DIRECTION — Duplicate the data from the line containing "entry: tall leather boot" to the line containing "[[[197,297],[200,285],[197,285],[190,281],[185,283],[185,297]]]", both lines included.

DATA SHOWN —
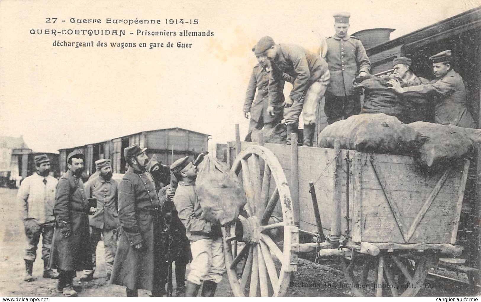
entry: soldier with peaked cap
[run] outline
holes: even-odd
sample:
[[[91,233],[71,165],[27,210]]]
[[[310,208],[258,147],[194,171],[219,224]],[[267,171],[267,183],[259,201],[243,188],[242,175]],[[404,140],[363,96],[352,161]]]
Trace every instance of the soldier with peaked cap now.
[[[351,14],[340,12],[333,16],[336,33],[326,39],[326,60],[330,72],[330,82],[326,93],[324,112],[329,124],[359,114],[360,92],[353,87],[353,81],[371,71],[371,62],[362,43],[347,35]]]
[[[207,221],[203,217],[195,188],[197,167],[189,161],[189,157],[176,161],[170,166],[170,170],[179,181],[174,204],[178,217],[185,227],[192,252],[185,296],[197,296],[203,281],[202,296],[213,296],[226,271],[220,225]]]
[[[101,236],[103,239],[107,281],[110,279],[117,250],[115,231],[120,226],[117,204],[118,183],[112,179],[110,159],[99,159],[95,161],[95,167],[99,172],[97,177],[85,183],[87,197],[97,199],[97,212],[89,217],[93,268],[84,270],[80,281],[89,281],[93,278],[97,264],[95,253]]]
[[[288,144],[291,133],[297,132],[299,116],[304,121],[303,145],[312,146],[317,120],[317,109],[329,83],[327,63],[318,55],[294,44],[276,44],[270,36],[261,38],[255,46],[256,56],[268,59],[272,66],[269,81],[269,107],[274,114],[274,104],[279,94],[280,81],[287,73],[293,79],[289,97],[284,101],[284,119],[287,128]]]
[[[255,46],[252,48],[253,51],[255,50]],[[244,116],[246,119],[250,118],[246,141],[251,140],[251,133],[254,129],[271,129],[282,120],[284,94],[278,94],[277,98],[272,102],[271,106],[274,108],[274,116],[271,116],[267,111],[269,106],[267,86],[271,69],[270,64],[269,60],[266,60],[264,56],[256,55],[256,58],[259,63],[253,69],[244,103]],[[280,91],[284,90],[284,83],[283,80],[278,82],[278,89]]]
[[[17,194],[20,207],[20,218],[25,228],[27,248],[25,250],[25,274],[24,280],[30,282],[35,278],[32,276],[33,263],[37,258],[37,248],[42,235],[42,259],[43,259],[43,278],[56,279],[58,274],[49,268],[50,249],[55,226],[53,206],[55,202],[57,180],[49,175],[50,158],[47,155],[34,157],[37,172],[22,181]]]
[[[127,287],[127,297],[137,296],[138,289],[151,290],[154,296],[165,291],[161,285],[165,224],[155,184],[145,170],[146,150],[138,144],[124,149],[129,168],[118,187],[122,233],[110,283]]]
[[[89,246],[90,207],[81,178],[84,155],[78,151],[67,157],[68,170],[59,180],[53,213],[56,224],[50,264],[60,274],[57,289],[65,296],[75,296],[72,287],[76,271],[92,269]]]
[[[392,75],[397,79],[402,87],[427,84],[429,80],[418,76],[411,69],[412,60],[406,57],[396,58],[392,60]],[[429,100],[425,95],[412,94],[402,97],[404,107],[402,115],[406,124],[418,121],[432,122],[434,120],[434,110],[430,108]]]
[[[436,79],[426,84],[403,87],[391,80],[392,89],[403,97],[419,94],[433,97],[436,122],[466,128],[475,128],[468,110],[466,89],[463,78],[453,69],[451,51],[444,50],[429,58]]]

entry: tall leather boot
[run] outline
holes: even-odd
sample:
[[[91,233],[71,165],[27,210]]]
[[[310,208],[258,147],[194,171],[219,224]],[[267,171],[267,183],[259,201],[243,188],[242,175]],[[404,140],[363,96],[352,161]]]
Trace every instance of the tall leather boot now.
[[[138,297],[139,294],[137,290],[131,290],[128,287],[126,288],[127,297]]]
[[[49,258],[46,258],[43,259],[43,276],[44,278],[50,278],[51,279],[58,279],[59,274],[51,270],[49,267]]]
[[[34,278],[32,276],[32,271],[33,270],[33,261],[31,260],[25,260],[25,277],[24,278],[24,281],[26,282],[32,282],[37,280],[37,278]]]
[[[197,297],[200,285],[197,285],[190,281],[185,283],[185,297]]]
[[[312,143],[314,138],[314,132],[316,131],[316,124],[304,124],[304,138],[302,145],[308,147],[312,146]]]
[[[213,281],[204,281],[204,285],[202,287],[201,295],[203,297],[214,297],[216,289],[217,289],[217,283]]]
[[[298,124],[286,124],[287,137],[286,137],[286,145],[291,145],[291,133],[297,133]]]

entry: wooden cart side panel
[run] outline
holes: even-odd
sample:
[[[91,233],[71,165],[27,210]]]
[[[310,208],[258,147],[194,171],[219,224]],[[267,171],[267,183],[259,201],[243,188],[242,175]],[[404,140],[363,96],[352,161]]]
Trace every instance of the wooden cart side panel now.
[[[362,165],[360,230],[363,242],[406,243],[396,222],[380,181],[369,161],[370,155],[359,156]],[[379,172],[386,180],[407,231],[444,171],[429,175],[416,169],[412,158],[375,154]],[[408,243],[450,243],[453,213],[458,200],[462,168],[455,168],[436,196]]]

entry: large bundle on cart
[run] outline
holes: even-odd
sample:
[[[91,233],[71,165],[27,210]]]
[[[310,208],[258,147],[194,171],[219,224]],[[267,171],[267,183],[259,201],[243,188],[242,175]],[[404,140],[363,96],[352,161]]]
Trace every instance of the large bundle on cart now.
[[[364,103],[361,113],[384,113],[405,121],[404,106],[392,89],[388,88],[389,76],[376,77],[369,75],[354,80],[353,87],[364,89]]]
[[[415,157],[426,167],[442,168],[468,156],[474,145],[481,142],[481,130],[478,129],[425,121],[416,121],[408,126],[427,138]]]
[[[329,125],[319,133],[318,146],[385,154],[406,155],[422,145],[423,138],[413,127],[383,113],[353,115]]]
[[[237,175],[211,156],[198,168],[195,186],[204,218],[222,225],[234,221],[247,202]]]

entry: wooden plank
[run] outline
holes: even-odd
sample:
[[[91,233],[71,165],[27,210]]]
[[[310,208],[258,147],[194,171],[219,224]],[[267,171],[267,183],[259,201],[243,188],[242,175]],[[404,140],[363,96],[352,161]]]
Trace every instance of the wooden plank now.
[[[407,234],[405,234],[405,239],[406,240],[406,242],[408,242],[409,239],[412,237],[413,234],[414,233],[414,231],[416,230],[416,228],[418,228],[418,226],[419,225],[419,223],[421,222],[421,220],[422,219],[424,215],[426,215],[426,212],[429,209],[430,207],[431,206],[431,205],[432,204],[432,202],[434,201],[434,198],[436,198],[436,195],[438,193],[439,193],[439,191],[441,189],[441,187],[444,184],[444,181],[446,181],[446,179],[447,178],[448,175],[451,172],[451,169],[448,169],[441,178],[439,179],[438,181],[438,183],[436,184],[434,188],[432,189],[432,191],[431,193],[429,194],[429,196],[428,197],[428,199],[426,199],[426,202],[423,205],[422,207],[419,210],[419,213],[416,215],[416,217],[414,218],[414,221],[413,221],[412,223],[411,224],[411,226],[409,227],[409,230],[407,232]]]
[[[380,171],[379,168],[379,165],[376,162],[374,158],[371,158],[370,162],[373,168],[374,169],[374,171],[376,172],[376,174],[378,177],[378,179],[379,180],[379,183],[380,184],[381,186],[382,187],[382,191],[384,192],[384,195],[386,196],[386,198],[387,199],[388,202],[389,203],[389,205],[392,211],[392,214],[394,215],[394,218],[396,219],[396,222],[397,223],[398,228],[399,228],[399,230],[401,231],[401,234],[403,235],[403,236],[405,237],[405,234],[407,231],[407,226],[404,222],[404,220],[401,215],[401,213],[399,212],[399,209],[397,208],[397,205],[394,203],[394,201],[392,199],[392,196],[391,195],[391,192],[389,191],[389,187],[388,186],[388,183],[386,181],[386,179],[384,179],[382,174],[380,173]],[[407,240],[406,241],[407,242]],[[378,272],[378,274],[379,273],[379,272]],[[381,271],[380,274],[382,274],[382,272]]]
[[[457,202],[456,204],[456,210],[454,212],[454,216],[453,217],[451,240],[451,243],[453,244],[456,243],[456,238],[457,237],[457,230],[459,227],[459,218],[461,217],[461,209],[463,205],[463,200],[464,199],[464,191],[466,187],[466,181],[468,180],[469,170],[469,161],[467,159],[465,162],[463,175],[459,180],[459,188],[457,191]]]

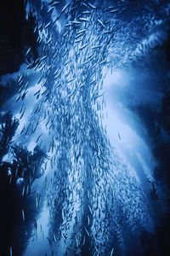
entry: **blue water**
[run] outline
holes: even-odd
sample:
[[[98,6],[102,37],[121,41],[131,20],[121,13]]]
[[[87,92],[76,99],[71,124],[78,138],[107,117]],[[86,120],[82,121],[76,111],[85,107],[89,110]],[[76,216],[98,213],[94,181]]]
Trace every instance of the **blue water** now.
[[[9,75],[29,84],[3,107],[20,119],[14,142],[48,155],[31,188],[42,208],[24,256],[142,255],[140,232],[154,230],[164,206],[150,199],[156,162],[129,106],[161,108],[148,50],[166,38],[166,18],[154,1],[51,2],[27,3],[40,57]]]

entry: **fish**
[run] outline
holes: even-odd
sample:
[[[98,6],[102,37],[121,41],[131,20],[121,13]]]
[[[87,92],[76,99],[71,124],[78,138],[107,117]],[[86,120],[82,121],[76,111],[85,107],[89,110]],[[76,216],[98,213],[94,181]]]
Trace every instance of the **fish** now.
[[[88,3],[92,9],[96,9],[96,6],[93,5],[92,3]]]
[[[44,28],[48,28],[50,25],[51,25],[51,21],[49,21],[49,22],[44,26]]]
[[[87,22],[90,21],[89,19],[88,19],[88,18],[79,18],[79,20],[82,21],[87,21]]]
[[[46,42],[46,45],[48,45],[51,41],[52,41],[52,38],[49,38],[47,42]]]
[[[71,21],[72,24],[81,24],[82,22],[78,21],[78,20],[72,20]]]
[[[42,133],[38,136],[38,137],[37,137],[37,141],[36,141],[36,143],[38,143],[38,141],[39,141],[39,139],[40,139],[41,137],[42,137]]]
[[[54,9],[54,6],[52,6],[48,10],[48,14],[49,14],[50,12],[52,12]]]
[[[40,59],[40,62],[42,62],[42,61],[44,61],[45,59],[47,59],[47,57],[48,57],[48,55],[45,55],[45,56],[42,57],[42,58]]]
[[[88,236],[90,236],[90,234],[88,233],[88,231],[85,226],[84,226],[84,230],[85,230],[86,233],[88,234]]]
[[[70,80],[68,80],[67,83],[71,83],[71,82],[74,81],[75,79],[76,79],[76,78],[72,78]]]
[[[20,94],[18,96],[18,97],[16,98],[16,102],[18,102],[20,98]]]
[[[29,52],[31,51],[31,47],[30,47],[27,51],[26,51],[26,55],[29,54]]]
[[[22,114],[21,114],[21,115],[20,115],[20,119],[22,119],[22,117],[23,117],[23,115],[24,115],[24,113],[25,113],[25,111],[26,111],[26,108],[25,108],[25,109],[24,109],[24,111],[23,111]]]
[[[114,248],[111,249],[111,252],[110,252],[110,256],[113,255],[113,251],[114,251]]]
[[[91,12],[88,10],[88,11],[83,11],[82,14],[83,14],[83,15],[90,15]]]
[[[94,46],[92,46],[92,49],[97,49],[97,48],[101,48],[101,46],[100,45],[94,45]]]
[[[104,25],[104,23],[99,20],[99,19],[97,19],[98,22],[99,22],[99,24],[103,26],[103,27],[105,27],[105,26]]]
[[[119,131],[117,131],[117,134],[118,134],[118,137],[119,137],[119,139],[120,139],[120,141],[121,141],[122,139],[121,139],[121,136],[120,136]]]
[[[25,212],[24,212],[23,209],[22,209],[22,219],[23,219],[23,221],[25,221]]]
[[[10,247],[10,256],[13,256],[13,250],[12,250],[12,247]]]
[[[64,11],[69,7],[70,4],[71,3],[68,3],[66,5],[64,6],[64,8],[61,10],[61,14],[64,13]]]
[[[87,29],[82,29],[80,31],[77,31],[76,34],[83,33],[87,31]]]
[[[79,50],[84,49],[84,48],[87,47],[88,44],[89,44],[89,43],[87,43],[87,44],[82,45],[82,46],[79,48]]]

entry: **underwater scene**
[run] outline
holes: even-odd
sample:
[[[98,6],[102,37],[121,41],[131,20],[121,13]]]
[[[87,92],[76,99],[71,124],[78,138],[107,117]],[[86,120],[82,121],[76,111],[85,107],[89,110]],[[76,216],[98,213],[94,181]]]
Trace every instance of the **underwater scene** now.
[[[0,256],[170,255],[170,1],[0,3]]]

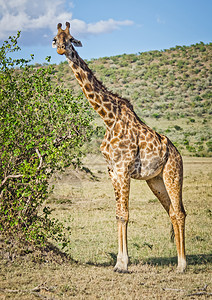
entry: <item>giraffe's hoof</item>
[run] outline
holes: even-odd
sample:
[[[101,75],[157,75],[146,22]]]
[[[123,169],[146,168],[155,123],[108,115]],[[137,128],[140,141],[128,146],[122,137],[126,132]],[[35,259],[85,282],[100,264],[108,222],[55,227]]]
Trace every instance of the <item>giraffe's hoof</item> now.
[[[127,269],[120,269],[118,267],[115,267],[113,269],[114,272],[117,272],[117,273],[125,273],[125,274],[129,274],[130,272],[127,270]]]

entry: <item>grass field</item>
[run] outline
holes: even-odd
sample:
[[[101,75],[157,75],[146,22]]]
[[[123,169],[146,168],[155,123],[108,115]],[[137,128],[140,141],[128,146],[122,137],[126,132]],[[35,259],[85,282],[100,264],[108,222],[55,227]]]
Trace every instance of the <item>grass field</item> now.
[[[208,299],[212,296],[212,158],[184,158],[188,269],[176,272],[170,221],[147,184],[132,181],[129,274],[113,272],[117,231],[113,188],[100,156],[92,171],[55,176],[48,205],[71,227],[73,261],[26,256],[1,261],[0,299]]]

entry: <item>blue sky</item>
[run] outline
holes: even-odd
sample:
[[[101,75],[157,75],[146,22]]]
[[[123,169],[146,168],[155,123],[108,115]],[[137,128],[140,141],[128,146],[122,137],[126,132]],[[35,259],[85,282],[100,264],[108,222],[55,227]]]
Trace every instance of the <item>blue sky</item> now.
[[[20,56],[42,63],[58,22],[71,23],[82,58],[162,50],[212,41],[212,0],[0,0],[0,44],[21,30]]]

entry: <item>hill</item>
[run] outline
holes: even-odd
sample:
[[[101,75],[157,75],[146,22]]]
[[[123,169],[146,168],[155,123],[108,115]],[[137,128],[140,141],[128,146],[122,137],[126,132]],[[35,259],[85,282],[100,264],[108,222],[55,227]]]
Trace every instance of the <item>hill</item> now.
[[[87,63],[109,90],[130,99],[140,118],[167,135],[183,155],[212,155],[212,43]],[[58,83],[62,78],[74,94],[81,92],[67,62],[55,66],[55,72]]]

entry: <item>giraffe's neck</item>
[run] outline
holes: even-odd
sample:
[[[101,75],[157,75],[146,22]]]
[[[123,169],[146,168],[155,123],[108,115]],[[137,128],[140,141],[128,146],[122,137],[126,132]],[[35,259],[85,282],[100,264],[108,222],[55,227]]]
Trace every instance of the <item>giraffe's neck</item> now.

FULL RESPONSE —
entry: tall leather boot
[run] outline
holes: even-odd
sample:
[[[91,233],[71,165],[27,210]]]
[[[310,208],[258,147],[194,171],[219,224]],[[267,171],[267,183],[259,201],[243,188],[242,175]],[[404,140],[363,96],[352,161]]]
Trace every instance of the tall leather boot now.
[[[138,297],[139,294],[137,290],[131,290],[128,287],[126,288],[127,297]]]
[[[49,258],[46,258],[43,259],[43,276],[44,278],[50,278],[51,279],[58,279],[59,274],[51,270],[49,267]]]
[[[34,278],[32,276],[32,271],[33,270],[33,261],[31,260],[25,260],[25,277],[24,278],[24,281],[26,282],[32,282],[37,280],[37,278]]]
[[[197,297],[200,285],[197,285],[190,281],[185,283],[185,297]]]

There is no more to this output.